Há 55 anos que uma mulher não recebia um Nobel da Física

Em julho de 2012, os cientistas do CERN (Organização Europeia de Física Nuclear), na Suíça, anunciavam a descoberta do bosão de Higgs. A existência tinha sido proposta por físicos teóricos, mas nunca tinha sido observada. Um ano depois, dois desses físicos teóricos foram laureados com o prémio Nobel da Física por terem definido teoricamente o mecanismo que explica a origem da massa das partículas subatómicas — a razão de ser do bosão de Higgs.

As ondas gravitacionais foram observadas pela primeira vez em setembro de 2015 (e a descoberta comunicada em fevereiro de 2016). Em dois anos, foram detetadas mais três vezes. Não restava dúvidas que o Nobel de 2017 estaria relacionado com esta descoberta e os três laureados foram três dos investigadores que deram início a este trabalho — Rainer Weiss, Barry C. Barish e Kip S. Thorne. Mas são os laureado os primeiros a dizer que a descoberta foi mérito de uma vasta equipa.

[Registos extraídos]
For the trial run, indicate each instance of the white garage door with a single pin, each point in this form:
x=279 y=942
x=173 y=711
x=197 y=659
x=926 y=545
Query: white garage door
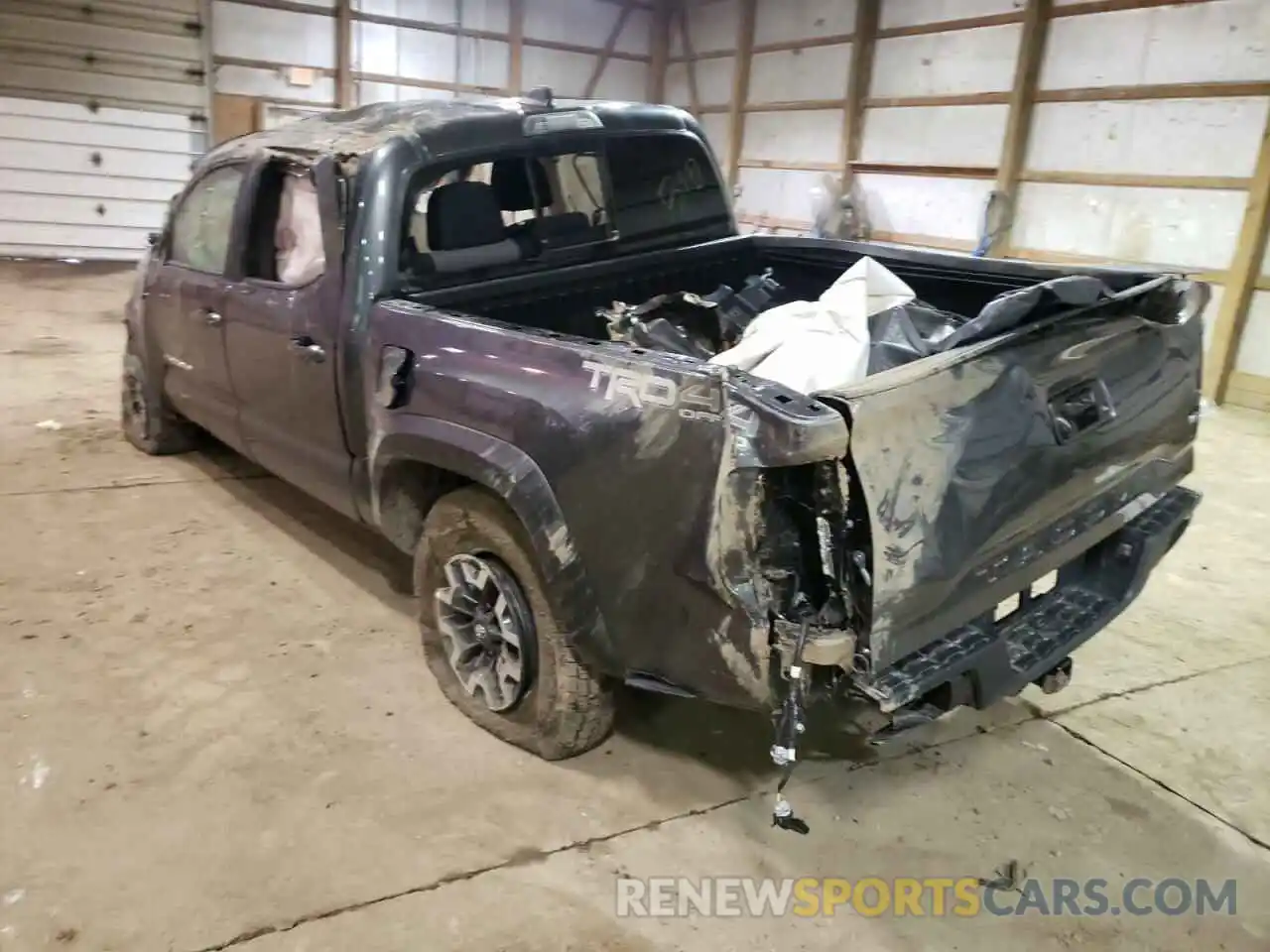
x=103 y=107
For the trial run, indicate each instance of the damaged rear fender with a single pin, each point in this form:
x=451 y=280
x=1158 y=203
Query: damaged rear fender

- A SUA TAREFA -
Continue o texto sobre o prémio Nobel da Física a partir da última frase apresentada.

- RESPOSTA À TAREFA -
Prémio Nobel da Física para a deteção das ondas gravitacionais

Para 2018, não parecia haver nenhuma descoberta extraordinária que fosse um alvo inquestionável das apostas. Por isso, as atenções estavam focadas num outro ângulo: há mais de 50 anos que nenhuma mulher era laureada com o prémio Nobel da Física. Mas este ano quebrou-se este ciclo.

Com o objetivo de combater a desigualdade no acesso das mulheres aos prémios Nobel — há apenas 18 mulheres laureadas nas áreas científicas entre os 605 prémios já atribuídos —, a concentração em determinadas áreas geográficas (a maior parte dos laureados são europeus ou norte-americanos) e a repetição de tópicos, o Comité do Nobel recomendou que, para as nomeações de 2019, os investigadores convidados para fazerem as nomeações tivessem em consideração a diversidade nestes três indicadores, conforme noticiou a Nature News.

Desde o início da atribuição dos prémios Nobel da Física, em 1901, já foram distinguidos 206 investigadores, mas apenas duas mulheres: Marie Curie, em 1903, pelos trabalhos relacionados com a radioatividade, e Maria Goeppert-Mayer, em 1963, pelas descobertas na estrutura do núcleo dos átomos. E nenhuma delas ganhou o prémio sozinha.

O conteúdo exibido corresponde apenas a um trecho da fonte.